§ **Exercise instructions**
Word for word, copy the entire listing.

§ **Data provided**
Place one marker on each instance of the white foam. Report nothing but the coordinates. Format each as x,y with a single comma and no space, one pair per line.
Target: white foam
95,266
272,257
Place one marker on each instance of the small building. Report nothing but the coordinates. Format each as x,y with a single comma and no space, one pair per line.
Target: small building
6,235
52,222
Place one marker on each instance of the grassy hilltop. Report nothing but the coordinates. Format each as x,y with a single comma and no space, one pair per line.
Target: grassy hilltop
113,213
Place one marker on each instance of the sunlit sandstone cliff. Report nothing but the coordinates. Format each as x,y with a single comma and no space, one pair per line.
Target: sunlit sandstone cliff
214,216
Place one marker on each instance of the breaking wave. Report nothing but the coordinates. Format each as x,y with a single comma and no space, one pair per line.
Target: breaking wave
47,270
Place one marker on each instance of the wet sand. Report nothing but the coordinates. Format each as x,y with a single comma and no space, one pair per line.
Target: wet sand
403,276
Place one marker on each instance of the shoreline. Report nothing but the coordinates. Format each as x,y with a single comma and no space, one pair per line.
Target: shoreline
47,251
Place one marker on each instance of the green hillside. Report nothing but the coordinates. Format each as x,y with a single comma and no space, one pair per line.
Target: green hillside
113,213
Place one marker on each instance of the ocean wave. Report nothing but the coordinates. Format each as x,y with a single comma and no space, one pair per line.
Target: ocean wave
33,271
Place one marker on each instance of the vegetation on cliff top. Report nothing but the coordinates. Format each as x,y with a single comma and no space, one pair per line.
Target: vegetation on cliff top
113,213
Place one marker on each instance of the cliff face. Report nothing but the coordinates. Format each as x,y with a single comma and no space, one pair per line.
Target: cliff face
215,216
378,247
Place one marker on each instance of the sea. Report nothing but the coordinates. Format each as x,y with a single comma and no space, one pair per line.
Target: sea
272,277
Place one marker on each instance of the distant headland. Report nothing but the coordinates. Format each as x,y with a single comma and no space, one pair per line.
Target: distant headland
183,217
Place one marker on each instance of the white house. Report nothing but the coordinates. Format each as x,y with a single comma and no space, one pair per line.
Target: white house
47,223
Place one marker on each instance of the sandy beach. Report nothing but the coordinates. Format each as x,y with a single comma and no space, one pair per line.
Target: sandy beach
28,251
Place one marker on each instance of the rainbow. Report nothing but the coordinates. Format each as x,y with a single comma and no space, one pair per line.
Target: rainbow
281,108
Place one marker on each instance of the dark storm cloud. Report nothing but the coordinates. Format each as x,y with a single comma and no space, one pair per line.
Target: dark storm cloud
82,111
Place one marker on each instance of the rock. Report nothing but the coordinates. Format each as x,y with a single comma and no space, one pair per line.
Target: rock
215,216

§ **Task result**
Place one marker on each instance of the white foam. Report nothing but the coordinates. Format each as x,y with a single comma and no space, one pair per line.
Target: white foam
95,266
272,257
Place one marker on each instance of the small building. Report nothing but the coordinates. Format each as x,y with a single comma and no space, one pair per line.
Target: small building
6,235
52,222
Place one marker on each instance of the grassy hilltop. Report nothing but the coordinates. Format each as x,y with a single comma and no space, one pair per line.
Target: grassy hilltop
113,213
Place one marker on each instance of the sunlit sandstone cliff. Report nothing but the coordinates. Format each as x,y with a single comma and no space, one pair per line.
Target: sunlit sandstone cliff
214,216
Place one marker on each instance of the breaking wave. Report nothing but the coordinates. Format each as x,y with a single comma and no space, one pair per line.
Target: breaking wave
47,270
Place one marker on each instance of the wet sand. Report nothing but the coordinates. Format each as x,y with a single comma and no space, one pair per line.
Target: wet sand
403,276
Place one marker on each instance of the shoreline. Report nothing but the coordinates. Format each as x,y with a single comma and no space, one pair per line.
Target: shoreline
47,251
Place one marker on each instance of the green hillside. Report nothing but the coordinates. Format each as x,y with a single comma and no space, one pair per line.
Target: green hillside
113,213
Place one marker on each instance of the ocean wave. Report nothing but the coordinates. Format each as x,y with a single comma and no space, one pair per line.
Target: ocean wave
33,271
Place one marker on each instance of the vegetation on cliff top. Report nothing but the coordinates. Format each as x,y with a single comma and no space, one pair per line.
Target: vegetation on cliff top
113,213
Place one marker on each instance of the cliff face. Report nothing but the coordinates. Format each as x,y with a single comma and no space, one pair per line.
Target: cliff face
215,216
378,247
Place one marker on each instance of the sea. Report nothing but the coordinates. Format each as x,y with a single comma and no space, one pair per line.
Target: sea
272,277
Place one marker on each instance of the distant headland. Report nothing but the coordinates. Format each as x,y with a single comma and no space, one pair per line.
Target: distant headland
183,217
Place one marker on each instance of the white house. Report nothing but the coordinates. Format each as x,y with a single comma and no space, one pair per line.
Target: white house
47,223
Place one marker on each instance of the sandy beach. Report nothing but the coordinates. Format each as x,y with a single comma and no space, one pair per line.
Target: sandy beach
28,251
Place one marker on each instance of the rainbow. Report nothing but the coordinates. Format each as x,y with a single comma and no space, one pair per line.
Target: rainbow
281,108
Place one marker on each instance of the dark storm cloud. Report nothing but the coordinates. Format each as x,y with a single comma and no space, one pair per line.
Target: dark storm cloud
82,111
Place one marker on each instance of the rock. Report nothing but the coordinates. Format each as x,y with a single comma and no space, one pair per line.
Target: rock
215,216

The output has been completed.